Clean drinking water is a basic life necessity. Yet a shortage of this vital resource threatens to become the main ecological problem of our time, in urgency and significance even surpassing the uncontrolled decimation of forests and the melting of polar ice caps and glaciers.

Russia is far from immune to the most difficult water issues before us: desertification, pollution, shortages of clean drinking water, and the extinction of aquatic species. While the whole country has serious problems to grapple with, it is safe to say that nowhere in Russia has the problem reached such critical proportions as in the South.

The Kalmyk Desert

When you drive through the Kalmyk steppe, you barely notice how fast you are going. Only rarely can you make out a lonely tree in the distance, latch your eyes onto it, and not let go until it recedes from view. Pale yellow, sun-scorched earth stretches to the horizon in every direction.

Some bodies of water that are indicated on maps are now, in reality, only lush blotches of greenery: desert oases consisting of nothing more than reeds in a ravine.

In Kalmykia, drought has long since been a common occurrence. Practically no rain falls from March to September. The locals take this in stride – they are used to being self-sufficient, even if it means bending the rules from time to time.

Alexander Basanov is an inspector affiliated with the Ministry of Natural Resources, meaning he monitors the republic’s land and water resources and enforces the laws governing their use.

“In order to drill an artesian well one has to purchase a mineral license,” Basanov explains, “but many people dodge this requirement to avoid the paperwork.”

It is his job to search out illegally drilled wells and issue fines. People are allowed to drill a well down to 20 meters on their own land without permission, but the ground water here is extremely polluted, so it is only used for industrial purposes.

“Some particularly enterprising landowners,” Basanov continues, “put a lock on their wells and sell water to their neighbors.”

Alexander Basanov
Alexander Basanov / Photo credit: Daria Klimasheva

It is difficult to get your bearings in the steppe: there are no maps, nor is the internet accessible. A multitude of roads lead to our destination, their beaten tracks writhing about like snakes etched on the face of the steppe. We count the yellow kilometer markers that follow the Caspian oil pipeline, and turn after the fifth one, a cloud of dust twisting in our wake.

#### [EXTRACTED INFORMATION]
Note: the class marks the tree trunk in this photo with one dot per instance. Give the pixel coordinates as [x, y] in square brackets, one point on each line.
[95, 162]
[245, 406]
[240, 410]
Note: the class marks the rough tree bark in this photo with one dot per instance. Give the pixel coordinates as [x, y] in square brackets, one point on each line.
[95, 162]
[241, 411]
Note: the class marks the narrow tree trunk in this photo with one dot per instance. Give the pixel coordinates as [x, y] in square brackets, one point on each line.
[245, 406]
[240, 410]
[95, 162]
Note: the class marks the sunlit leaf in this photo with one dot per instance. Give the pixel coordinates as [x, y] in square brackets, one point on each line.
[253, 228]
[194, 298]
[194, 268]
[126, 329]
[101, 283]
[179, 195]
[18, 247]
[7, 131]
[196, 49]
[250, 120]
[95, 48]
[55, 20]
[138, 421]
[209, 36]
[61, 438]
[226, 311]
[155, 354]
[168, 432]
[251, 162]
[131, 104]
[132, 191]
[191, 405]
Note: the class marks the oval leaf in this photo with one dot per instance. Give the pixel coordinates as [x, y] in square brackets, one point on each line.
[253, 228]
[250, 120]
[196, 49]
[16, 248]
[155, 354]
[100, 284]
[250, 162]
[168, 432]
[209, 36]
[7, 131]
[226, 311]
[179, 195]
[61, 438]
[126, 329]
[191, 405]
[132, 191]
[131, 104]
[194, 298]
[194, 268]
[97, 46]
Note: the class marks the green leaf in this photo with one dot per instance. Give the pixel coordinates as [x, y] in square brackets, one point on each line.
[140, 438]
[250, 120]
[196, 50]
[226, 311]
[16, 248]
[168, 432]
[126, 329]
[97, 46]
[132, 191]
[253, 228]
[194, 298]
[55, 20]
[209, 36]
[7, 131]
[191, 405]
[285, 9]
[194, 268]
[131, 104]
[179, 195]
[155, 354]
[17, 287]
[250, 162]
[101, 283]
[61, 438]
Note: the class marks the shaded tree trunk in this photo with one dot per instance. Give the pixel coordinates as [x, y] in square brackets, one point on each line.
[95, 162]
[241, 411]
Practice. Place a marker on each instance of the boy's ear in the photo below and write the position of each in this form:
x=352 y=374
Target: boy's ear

#### [PARTS OF THE EXERCISE]
[1] Rewrite the passage of the account of water shortages in Kalmykia, starting with "Russia is far" and going on through "in a ravine.". Put "rushes" where "reeds" appears.
[2] Carry on the account of water shortages in Kalmykia from its final sentence.

#### [RESPONSE LIST]
[1]
Russia is far from immune to the most difficult water issues before us: desertification, pollution, shortages of clean drinking water, and the extinction of aquatic species. While the whole country has serious problems to grapple with, it is safe to say that nowhere in Russia has the problem reached such critical proportions as in the South.

The Kalmyk Desert

When you drive through the Kalmyk steppe, you barely notice how fast you are going. Only rarely can you make out a lonely tree in the distance, latch your eyes onto it, and not let go until it recedes from view. Pale yellow, sun-scorched earth stretches to the horizon in every direction.

Some bodies of water that are indicated on maps are now, in reality, only lush blotches of greenery: desert oases consisting of nothing more than rushes in a ravine.

[2]
The air here is so dry it seems like you are breathing sand. Here and there tiny tornadoes appear, whizzing and whirling off into the distance. Wind erosion accelerates the degradation of the soil in an arid and semi-arid climate – wherever the average annual precipitation is just 210-420 mm (8-15 inches) per year.

This Black Lands zone (which does not freeze in winter) was once an exceptional pastureland for raising livestock. But in just the past 70 years, 600,000 hectares (2,300 square miles) of Kalmykia has been turned into a lifeless desert. In 1993 the UN declared the region an ecological catastrophe: Kalmykia had created Europe’s first anthropogenic desert.

Today, the only reminders of former economic glory are a grandiose monument sparkling under the blazing sun to Soviet merinos (a breed created in 1938 by crossing local, coarse-wooled sheep with their fine-wooled relatives), and the occasional flock of merino sheep lazily crossing the road.

Monument to Soviet merino sheep
Monument to Soviet merino sheep. / Photo credit: Andrea Provenzano

In the 1960s, in accordance with the ambitious Soviet agricultural plan, about a million sheep were imported to Kalmykia. Selected for their long, thick wool, Merino sheep seemed a wise investment. Yet their sharp hooves, evolved to help them thrive on mountain slopes, delivered a cruel blow to the region’s delicate, dry earth. In the span of just 20 years the sheep population here rose to some five million heads. This was far beyond the land’s carrying capacity. In fact, the sheep’s impact on the delicate pastureland exceeded its regenerative capacity by a factor of three.

The pastureland’s inability to support its fauna was compensated for by cultivating crops, including in regions that were not suitable for ploughing. This led to erosion and the creation of wide expanses of sand. Then, due to improper irrigation and the absence of drainage, huge stretches of salinated land began to appear – solonchaki.

By the end of the 1980s, all these factors combined to produce an almost complete desertification of what had once been the Black Lands zone and a massive decline in herds. The collapse of the Soviet Union was the final blow to the region’s economy: the kolkhozes went into decline and the number of sheep fell to pre-Soviet levels.

There are just under 100 head of sheep at Safar’s farm.

“This year, due to the drought, there is practically no feed; nothing but wormwood and saltwort [a plant of the goosefoot family that typically grows in salt marshes, it is rich in alkali and its ashes were formerly used in soap-making] remain,” says Safar, leaning on his shepherd’s crook. “People can plant as much jungle and winter sage as they like, in hope of holding back the spreading sand, but the desert will still take what it wants. Seedlings are expensive, and how many would you have to plant? You couldn’t plant that many…”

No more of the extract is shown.